[Items listed in a dataset]
--- BEGIN ---

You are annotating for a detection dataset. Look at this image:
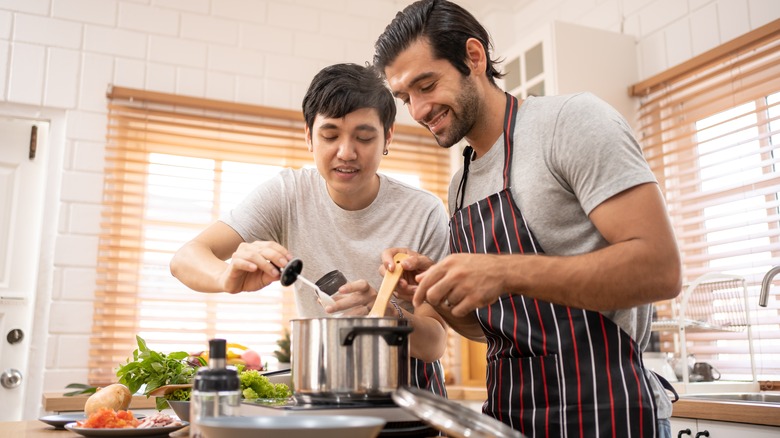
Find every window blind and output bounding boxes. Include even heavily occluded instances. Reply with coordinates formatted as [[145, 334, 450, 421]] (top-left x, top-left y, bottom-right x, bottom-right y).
[[631, 20, 780, 380], [89, 87, 450, 385]]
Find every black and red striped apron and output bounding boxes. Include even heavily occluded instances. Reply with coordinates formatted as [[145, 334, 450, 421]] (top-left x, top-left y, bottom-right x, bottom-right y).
[[450, 94, 656, 438]]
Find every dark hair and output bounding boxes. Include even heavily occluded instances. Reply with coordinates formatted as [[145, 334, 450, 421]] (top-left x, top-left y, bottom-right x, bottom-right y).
[[303, 64, 396, 135], [374, 0, 504, 85]]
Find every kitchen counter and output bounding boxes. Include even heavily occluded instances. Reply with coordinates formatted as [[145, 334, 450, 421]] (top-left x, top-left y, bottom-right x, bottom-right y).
[[0, 420, 189, 438], [42, 392, 157, 412], [672, 398, 780, 426]]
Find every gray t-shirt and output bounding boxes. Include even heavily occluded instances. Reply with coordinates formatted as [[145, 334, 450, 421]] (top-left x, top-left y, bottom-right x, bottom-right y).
[[221, 169, 448, 317], [449, 93, 671, 418]]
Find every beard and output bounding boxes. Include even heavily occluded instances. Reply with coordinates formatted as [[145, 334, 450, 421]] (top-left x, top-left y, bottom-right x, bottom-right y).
[[433, 76, 480, 148]]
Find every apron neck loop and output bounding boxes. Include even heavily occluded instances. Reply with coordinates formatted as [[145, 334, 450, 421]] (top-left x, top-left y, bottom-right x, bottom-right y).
[[455, 146, 474, 210], [504, 93, 517, 189]]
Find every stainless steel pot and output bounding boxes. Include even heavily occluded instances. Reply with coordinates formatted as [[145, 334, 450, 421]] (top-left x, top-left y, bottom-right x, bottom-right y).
[[291, 317, 412, 403]]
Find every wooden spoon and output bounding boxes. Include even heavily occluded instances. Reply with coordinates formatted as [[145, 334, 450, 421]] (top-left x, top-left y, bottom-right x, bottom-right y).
[[368, 252, 409, 318]]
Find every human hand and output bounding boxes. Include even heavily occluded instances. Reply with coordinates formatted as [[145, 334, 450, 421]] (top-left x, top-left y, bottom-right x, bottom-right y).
[[413, 254, 507, 317], [379, 248, 433, 302], [325, 280, 377, 316], [220, 241, 292, 293]]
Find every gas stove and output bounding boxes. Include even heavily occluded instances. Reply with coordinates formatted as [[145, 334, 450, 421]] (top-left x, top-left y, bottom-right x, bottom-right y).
[[239, 398, 439, 438]]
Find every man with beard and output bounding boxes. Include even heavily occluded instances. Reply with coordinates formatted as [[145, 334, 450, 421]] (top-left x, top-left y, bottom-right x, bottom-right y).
[[374, 0, 681, 438]]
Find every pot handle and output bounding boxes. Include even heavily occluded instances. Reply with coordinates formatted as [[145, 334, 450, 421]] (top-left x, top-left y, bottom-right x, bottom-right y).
[[341, 326, 414, 346]]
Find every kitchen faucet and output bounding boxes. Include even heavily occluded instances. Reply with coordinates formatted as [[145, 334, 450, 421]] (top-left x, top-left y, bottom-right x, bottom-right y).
[[758, 266, 780, 307]]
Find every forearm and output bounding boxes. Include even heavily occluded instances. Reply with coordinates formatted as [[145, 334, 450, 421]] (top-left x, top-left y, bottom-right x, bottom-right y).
[[394, 305, 447, 362], [170, 241, 227, 292], [440, 310, 487, 342], [502, 239, 680, 311]]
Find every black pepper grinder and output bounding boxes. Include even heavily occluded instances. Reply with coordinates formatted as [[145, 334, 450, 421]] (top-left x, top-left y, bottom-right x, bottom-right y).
[[190, 339, 241, 438]]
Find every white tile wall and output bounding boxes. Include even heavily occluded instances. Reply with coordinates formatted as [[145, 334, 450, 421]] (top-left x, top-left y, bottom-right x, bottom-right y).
[[43, 47, 80, 108], [0, 0, 780, 418], [13, 14, 84, 49], [8, 43, 46, 105]]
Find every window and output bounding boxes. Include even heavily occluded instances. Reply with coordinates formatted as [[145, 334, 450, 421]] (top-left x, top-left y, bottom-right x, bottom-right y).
[[633, 21, 780, 380], [89, 87, 450, 385]]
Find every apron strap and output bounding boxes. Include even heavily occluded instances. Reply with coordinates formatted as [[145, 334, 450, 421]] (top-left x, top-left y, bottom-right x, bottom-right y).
[[504, 93, 518, 189], [652, 371, 680, 403]]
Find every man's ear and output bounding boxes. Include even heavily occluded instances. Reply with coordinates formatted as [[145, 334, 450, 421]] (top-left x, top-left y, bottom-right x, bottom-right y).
[[466, 38, 487, 76], [303, 126, 314, 152], [385, 123, 395, 151]]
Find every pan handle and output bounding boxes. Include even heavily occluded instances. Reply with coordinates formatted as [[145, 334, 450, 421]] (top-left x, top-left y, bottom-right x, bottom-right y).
[[340, 326, 414, 346]]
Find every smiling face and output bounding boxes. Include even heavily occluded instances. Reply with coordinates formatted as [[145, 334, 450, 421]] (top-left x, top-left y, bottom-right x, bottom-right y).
[[306, 108, 392, 210], [385, 38, 480, 148]]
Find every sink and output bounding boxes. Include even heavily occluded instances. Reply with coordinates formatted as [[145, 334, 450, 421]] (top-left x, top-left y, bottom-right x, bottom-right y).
[[680, 392, 780, 405]]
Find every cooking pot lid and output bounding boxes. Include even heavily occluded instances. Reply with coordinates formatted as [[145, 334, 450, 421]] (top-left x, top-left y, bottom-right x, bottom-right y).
[[392, 387, 523, 438]]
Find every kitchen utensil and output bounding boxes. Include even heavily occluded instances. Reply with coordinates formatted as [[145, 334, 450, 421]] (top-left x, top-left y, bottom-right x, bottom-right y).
[[314, 269, 347, 295], [195, 415, 385, 438], [392, 387, 523, 438], [368, 253, 409, 318], [38, 412, 146, 429], [291, 317, 412, 403], [271, 259, 327, 309]]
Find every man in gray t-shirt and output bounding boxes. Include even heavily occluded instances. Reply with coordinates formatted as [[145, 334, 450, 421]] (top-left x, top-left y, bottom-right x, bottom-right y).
[[374, 0, 681, 438], [171, 64, 447, 396]]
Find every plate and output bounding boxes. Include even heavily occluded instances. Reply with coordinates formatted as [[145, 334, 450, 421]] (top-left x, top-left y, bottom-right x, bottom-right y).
[[198, 415, 385, 438], [392, 387, 524, 438], [38, 412, 146, 429], [65, 421, 190, 437]]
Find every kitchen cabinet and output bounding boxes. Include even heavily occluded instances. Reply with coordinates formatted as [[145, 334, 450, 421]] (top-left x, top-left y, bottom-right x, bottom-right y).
[[501, 21, 638, 124], [671, 417, 780, 438]]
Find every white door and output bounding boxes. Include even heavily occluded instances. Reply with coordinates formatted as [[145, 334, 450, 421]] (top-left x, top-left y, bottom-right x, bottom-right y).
[[0, 117, 49, 421]]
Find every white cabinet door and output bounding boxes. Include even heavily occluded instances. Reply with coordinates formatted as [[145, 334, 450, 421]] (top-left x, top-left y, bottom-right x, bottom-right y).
[[694, 420, 780, 438], [0, 117, 48, 421], [671, 417, 697, 438], [500, 21, 639, 125]]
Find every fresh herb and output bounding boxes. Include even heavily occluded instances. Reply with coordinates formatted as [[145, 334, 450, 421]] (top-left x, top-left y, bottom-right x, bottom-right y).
[[238, 366, 291, 400], [274, 329, 290, 363], [116, 335, 198, 409]]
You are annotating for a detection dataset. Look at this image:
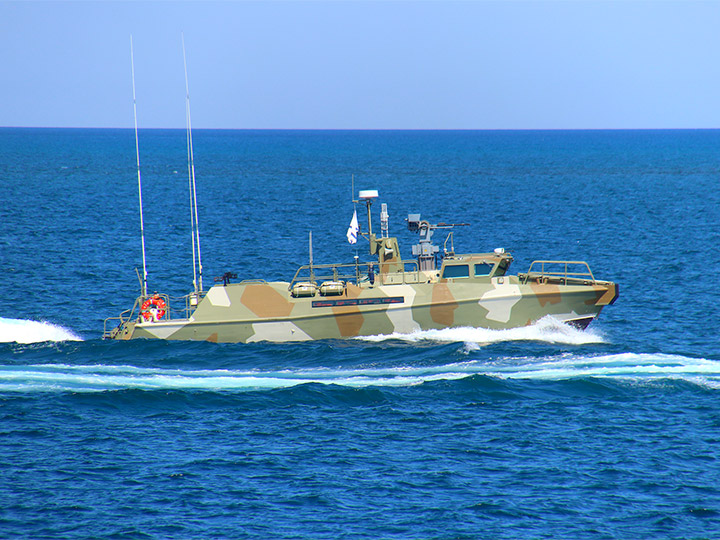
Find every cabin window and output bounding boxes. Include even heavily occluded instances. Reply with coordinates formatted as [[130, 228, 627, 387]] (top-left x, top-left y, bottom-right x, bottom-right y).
[[443, 264, 470, 278], [475, 263, 495, 276]]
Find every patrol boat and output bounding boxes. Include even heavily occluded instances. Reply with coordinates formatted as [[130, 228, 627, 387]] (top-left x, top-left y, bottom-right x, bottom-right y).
[[103, 190, 618, 343]]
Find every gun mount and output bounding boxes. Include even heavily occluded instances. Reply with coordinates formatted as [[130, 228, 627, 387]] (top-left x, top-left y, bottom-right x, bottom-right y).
[[407, 214, 470, 270]]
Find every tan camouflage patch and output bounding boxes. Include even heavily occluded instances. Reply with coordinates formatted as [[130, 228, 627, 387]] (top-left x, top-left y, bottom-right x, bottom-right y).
[[530, 281, 562, 307], [333, 307, 365, 337], [240, 284, 293, 318], [430, 283, 458, 326]]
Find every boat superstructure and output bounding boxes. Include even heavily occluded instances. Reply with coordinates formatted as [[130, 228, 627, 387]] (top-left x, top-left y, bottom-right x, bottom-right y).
[[103, 191, 618, 343]]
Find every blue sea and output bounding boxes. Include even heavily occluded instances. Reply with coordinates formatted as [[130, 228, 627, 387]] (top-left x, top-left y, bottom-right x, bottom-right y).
[[0, 128, 720, 539]]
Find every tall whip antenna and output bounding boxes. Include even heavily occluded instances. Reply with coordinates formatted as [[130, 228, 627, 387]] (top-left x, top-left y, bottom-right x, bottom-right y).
[[130, 34, 147, 298], [180, 33, 203, 294]]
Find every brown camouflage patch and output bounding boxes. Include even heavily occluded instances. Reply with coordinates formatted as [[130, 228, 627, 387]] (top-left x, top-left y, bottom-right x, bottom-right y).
[[240, 284, 293, 318], [430, 283, 458, 326], [585, 284, 615, 306]]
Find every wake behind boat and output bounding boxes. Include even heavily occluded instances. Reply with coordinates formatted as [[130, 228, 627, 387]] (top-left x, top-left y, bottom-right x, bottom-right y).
[[104, 190, 618, 343]]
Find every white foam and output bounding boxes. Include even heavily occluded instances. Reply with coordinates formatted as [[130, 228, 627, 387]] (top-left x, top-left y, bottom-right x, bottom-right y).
[[0, 317, 82, 343], [0, 353, 720, 392], [356, 316, 604, 350]]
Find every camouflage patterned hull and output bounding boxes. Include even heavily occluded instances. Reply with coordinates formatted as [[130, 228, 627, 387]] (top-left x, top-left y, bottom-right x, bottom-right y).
[[104, 276, 618, 343]]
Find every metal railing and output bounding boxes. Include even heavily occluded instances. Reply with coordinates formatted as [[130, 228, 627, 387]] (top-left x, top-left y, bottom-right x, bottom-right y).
[[103, 292, 205, 339], [288, 260, 421, 290], [518, 261, 595, 284]]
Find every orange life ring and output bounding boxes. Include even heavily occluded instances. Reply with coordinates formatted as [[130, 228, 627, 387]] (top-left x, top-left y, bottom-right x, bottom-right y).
[[140, 294, 167, 321]]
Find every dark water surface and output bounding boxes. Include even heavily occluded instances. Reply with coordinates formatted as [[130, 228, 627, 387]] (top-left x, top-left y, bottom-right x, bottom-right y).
[[0, 129, 720, 539]]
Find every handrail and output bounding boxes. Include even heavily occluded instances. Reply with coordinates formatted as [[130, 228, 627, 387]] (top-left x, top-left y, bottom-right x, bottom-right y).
[[103, 292, 205, 339], [288, 259, 420, 290], [524, 260, 595, 283]]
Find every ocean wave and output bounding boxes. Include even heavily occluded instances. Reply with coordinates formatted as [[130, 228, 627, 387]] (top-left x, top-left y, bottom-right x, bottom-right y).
[[0, 317, 82, 343], [356, 316, 605, 350], [0, 353, 720, 392]]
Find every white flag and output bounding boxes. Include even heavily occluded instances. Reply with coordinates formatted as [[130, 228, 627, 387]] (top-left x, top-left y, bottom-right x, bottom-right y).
[[347, 210, 360, 244]]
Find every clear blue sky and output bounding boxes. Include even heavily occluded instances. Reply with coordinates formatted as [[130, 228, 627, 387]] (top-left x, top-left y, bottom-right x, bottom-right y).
[[0, 0, 720, 129]]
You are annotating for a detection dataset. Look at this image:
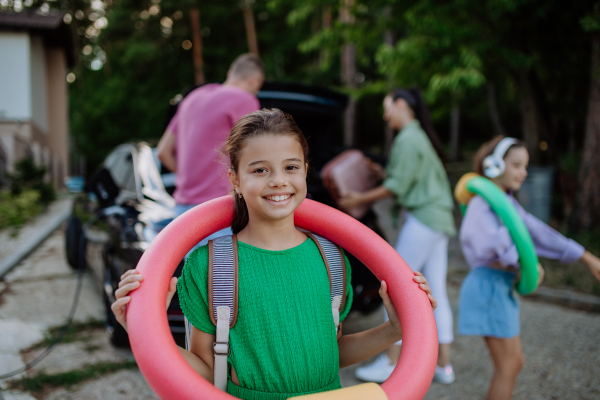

--- END ---

Given request: Write out the stretch from the line containing "Find every black pepper" through the line containing "[[190, 339, 241, 438]]", reproducing each line precisely.

The response:
Find every black pepper grinder and output bounding boxes. Include even heavily occluded instances. Reply with coordinates formatted as [[145, 334, 450, 421]] (top-left x, top-left y, bottom-right x, bottom-right y).
[[190, 339, 241, 438]]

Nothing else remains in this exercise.